Goal of the exercise
Find every line in the items below that contains the word "positive", and copy each of those lines.

Records for the exercise
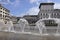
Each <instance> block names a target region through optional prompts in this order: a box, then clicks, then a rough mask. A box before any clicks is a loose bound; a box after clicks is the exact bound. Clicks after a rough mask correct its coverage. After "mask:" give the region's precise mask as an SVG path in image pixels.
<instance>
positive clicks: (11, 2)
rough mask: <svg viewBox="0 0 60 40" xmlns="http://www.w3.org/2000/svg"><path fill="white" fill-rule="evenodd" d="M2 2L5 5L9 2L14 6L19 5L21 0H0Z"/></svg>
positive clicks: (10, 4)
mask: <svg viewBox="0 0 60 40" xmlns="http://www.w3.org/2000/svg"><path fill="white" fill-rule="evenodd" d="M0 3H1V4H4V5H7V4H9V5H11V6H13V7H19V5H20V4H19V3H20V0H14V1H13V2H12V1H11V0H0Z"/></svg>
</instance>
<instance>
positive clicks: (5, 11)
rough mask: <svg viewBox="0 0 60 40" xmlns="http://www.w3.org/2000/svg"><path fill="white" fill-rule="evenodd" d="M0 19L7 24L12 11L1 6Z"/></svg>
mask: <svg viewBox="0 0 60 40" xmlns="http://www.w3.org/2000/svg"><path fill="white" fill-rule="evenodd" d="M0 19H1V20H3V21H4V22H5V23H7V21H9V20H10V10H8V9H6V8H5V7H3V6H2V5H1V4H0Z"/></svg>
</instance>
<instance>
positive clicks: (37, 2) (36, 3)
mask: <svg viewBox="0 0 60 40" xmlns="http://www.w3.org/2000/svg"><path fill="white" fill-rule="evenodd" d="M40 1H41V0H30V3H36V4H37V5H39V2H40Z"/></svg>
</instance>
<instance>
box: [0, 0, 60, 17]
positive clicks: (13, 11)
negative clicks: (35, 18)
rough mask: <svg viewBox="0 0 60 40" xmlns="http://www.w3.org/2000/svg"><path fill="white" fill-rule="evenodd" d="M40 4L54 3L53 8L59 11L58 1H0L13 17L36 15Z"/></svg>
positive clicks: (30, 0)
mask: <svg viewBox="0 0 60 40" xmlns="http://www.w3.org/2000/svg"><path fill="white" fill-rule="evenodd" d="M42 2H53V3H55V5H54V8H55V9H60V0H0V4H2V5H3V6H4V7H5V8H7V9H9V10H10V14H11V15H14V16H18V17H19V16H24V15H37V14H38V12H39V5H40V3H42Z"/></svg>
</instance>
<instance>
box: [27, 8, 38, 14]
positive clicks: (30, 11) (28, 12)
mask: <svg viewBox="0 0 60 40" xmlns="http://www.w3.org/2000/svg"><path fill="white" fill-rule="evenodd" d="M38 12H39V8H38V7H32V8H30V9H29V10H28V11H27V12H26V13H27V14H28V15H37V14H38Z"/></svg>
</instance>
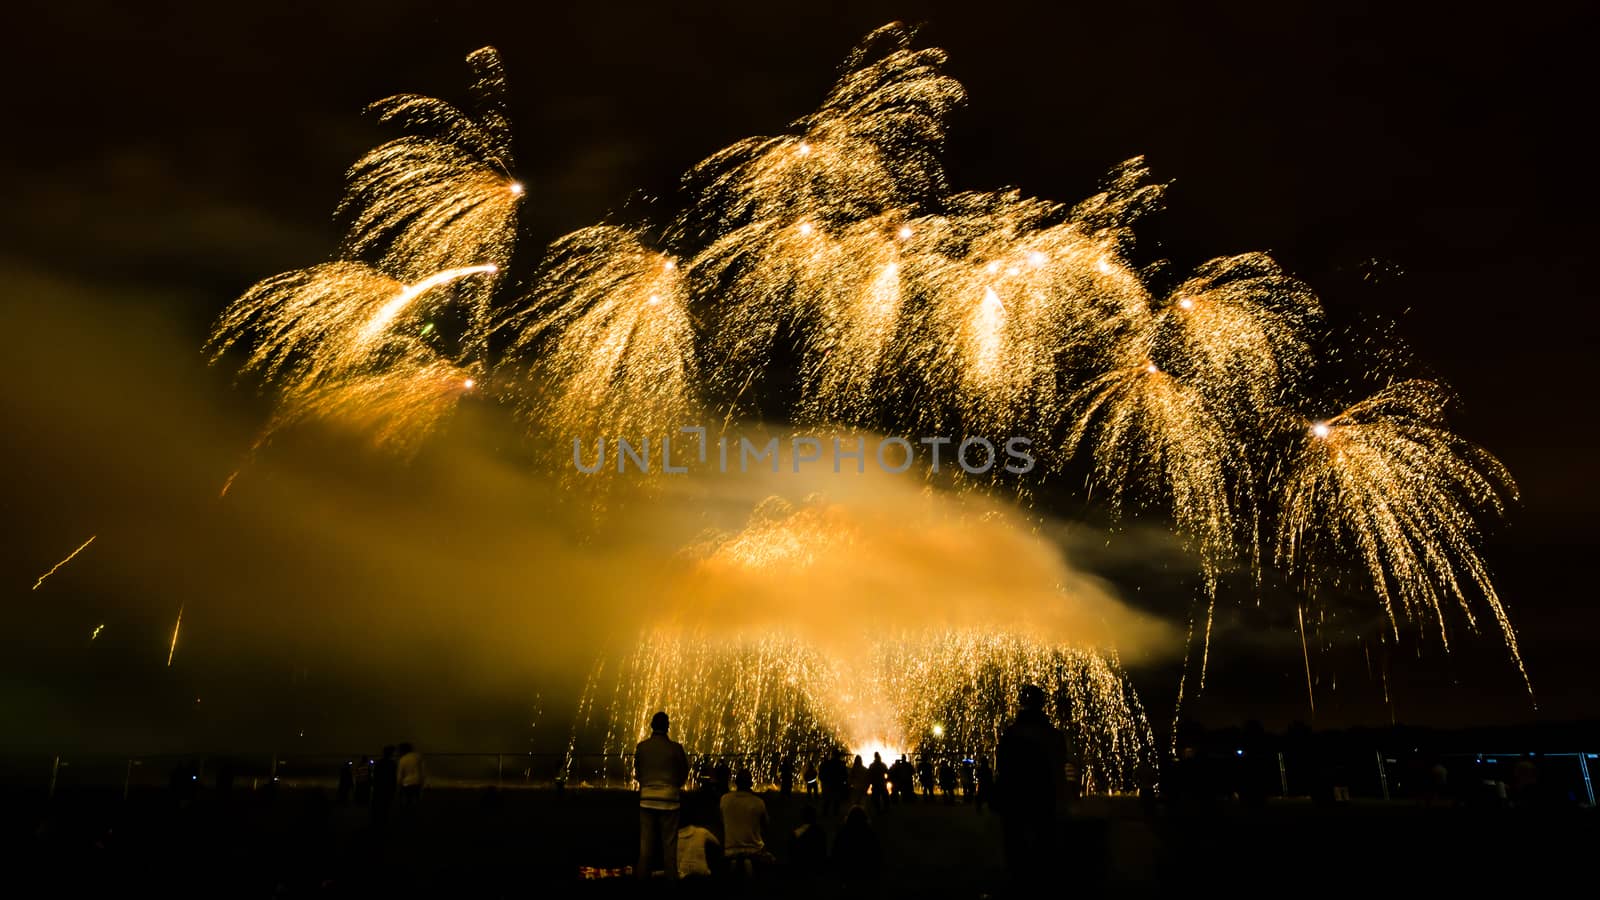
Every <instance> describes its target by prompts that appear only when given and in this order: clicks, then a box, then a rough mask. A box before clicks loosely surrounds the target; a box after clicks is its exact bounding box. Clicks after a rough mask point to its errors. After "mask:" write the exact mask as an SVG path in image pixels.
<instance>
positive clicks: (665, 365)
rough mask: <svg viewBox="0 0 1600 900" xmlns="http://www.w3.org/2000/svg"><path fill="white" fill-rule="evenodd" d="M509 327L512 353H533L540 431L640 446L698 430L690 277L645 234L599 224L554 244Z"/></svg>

---

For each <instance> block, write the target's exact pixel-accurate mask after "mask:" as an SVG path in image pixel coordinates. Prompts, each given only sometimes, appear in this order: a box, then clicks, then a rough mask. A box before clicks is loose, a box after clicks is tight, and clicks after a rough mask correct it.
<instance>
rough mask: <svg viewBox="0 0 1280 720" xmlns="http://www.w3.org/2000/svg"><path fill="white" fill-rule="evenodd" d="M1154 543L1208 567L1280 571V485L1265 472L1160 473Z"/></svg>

Solved problem
positive clicks: (11, 2)
positive clicks: (10, 4)
positive clicks: (5, 11)
positive clicks: (37, 2) (36, 3)
positive clicks: (13, 11)
positive clicks: (30, 0)
positive clicks: (30, 11) (28, 12)
positive clicks: (665, 365)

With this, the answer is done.